Repeat, exactly as written, the line with "Place a marker on the forehead" and every line that follows it in the material below, ending with the last.

◆ Dataset entries ◆
Start of Block

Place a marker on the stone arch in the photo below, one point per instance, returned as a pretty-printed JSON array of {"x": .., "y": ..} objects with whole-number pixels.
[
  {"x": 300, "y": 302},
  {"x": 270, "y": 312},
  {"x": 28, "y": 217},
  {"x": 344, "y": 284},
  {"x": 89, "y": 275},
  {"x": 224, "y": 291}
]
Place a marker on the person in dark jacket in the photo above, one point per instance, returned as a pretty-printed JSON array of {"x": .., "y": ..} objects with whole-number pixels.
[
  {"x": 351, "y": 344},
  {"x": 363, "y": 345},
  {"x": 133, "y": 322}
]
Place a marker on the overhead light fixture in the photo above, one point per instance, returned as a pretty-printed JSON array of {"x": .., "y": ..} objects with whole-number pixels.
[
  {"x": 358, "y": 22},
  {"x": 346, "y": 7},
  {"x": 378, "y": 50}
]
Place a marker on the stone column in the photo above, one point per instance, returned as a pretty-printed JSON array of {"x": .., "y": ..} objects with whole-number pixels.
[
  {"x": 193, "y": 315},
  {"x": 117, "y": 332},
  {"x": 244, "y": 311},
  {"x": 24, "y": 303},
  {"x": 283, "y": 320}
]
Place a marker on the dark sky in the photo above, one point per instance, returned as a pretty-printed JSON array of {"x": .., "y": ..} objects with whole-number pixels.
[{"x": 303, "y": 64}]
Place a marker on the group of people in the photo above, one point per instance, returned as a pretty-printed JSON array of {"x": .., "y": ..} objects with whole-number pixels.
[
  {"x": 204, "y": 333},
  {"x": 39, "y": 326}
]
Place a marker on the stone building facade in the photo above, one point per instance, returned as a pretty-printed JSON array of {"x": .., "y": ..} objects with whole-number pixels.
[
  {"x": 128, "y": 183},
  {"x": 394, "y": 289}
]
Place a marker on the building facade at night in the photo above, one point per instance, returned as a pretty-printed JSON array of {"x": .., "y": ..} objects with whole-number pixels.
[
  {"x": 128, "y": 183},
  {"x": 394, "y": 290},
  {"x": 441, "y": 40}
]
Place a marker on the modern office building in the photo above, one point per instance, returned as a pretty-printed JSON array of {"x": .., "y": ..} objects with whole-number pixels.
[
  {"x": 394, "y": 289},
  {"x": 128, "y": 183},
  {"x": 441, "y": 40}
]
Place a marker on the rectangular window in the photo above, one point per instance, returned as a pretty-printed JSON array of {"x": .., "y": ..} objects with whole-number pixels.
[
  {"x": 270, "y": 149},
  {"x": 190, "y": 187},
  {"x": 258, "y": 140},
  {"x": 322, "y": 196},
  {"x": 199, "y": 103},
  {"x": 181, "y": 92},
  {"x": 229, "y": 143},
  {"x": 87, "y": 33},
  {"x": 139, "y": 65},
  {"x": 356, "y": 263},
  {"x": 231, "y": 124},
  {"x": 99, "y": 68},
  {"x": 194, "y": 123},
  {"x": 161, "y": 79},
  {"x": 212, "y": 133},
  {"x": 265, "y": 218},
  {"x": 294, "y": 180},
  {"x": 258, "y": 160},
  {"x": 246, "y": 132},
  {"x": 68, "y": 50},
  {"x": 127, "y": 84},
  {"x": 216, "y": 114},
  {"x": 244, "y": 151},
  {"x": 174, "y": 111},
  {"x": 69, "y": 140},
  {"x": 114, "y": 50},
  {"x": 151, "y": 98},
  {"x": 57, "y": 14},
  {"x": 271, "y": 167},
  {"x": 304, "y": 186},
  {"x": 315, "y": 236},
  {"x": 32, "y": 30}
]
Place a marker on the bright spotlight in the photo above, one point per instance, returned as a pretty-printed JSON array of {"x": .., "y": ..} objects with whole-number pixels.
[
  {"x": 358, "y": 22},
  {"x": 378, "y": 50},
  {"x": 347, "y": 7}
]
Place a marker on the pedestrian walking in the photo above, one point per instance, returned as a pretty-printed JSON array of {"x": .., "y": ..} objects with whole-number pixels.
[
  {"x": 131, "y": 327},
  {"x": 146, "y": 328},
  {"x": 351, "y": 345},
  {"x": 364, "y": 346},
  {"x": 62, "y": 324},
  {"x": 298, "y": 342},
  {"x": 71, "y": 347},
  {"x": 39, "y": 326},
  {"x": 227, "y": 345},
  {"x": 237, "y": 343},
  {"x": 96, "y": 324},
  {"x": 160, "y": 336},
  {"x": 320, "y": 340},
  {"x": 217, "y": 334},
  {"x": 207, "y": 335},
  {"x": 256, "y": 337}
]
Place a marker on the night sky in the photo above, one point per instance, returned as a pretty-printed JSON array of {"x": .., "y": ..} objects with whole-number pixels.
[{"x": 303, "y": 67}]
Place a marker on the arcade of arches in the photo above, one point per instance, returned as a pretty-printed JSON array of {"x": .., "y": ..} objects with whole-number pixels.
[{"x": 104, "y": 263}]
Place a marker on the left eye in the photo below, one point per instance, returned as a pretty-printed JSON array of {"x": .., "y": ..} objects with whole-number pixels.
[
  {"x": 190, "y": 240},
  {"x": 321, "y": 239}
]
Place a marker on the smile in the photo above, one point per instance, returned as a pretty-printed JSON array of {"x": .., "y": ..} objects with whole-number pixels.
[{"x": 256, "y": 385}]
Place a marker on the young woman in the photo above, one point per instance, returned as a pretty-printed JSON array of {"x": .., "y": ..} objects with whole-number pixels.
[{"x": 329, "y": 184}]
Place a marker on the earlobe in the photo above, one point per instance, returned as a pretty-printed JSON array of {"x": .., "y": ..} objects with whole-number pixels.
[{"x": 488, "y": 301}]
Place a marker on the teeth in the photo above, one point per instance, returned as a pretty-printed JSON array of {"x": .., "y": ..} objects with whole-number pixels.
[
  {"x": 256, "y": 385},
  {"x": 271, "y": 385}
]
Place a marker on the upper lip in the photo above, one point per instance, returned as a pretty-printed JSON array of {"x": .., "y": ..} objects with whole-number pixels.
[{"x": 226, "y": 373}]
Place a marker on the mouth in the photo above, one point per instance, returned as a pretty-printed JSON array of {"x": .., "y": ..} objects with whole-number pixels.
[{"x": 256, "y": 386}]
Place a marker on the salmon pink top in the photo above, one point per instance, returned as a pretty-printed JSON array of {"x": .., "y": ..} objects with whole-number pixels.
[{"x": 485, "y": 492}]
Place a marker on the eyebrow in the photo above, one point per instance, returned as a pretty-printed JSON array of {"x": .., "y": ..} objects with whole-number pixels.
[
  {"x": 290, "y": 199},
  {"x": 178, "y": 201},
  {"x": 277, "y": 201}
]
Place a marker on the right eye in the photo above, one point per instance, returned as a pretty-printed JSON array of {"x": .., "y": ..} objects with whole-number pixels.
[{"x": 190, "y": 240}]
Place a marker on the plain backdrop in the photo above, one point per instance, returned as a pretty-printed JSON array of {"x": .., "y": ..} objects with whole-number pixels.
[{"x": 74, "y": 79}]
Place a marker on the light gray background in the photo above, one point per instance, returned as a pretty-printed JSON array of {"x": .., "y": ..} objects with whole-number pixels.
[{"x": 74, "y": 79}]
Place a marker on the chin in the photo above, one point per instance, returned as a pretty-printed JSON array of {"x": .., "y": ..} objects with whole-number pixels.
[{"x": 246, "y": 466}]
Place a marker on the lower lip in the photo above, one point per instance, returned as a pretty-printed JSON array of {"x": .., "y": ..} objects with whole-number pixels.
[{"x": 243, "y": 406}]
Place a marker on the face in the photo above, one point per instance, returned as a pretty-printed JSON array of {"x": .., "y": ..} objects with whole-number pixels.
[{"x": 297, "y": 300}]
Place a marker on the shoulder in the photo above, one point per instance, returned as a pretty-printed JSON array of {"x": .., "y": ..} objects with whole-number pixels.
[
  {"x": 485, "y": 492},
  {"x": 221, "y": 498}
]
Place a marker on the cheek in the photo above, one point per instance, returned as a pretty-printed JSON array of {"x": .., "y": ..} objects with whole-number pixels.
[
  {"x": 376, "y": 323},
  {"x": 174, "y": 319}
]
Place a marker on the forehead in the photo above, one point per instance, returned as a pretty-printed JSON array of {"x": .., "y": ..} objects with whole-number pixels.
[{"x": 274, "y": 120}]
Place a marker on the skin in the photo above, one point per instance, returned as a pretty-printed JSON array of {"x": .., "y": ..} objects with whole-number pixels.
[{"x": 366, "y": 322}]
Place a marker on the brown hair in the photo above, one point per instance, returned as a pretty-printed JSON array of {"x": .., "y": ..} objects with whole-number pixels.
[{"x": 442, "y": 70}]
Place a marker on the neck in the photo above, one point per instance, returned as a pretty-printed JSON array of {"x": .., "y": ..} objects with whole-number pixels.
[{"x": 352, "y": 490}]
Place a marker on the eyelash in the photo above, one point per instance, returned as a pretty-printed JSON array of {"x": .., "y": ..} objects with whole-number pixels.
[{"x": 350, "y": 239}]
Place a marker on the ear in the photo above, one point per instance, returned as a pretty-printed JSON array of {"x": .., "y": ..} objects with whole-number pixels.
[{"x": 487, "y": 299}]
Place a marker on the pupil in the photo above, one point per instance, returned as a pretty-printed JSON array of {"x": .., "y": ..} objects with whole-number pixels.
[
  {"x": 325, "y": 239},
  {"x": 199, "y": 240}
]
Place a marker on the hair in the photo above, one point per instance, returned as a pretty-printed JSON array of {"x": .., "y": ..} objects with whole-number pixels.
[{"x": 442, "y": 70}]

End of Block

◆ The completed task ◆
Place a marker on the forehead in the photo above, one point per instance, returned as a pretty-printed JSON array of {"x": .., "y": ..} objects with whole-number pixels.
[{"x": 274, "y": 120}]
Place a marker on the skin in the photo above, one point per instance, returned as a pretty-printed JSON array of {"x": .., "y": ..} objects with whole-number pixels.
[{"x": 366, "y": 322}]
Place a marker on the brown hair in the photo above, one point per instance, returned as a pretty-printed JSON array of {"x": .., "y": ..} objects with whole-number pixels.
[{"x": 442, "y": 70}]
Place a marker on the neck in the photo above, one point per instance, returned as a pretty-printed JSON array of {"x": .., "y": ..} objects with whole-number pixels.
[{"x": 352, "y": 490}]
Place a marker on the eyelash in the photo above, one point per instance, returned as a pretty-printed JSON array of {"x": .., "y": ..} objects with whole-number pixels.
[{"x": 350, "y": 239}]
Place a marker on the ear in the photo above, one point per instance, returned as a pretty-printed JSON array of {"x": .., "y": ..} objects with whole-number pixels.
[{"x": 487, "y": 299}]
Place a marker on the pupil in the photo above, one point per instance, returned as a pretty-printed JSON array of {"x": .., "y": ..} objects with whole-number pixels.
[
  {"x": 325, "y": 239},
  {"x": 199, "y": 240}
]
Place a marker on the hair in the photo above, one point per instance, returned as a pretty-printed JSON array of {"x": .., "y": ..} objects with whole-number pixels.
[{"x": 442, "y": 70}]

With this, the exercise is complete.